### INSTRUCTION
Please reproduce the entries below from the line with "of the plate" up to and including the last line of the entries, shifting every coordinate in the answers up by 92 and leaving the rest of each line unchanged.

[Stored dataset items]

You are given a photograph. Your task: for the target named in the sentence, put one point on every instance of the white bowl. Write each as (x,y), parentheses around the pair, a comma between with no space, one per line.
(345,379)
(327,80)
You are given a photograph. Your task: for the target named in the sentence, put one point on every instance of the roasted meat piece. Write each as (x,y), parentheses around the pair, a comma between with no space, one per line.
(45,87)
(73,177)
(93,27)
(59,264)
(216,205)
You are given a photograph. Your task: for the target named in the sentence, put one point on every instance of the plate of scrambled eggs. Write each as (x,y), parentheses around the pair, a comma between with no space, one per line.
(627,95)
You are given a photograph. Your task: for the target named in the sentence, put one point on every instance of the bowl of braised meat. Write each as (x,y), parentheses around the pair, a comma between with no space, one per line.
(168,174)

### SOLUTION FOR THIS PROBLEM
You are given a photograph. Your task: for the target named in the sentence, put one point on every instance of the plate of scrambled eggs. Write each as (x,y), parentheses around the pair, a comma between with no space, one per line.
(719,187)
You are given a photograph. Your task: for the target named in the sentence, put one point on every instance of the bowl of braised meat. Write each as (x,y), parentheses around the pair, a comma between with no space, one per line.
(260,266)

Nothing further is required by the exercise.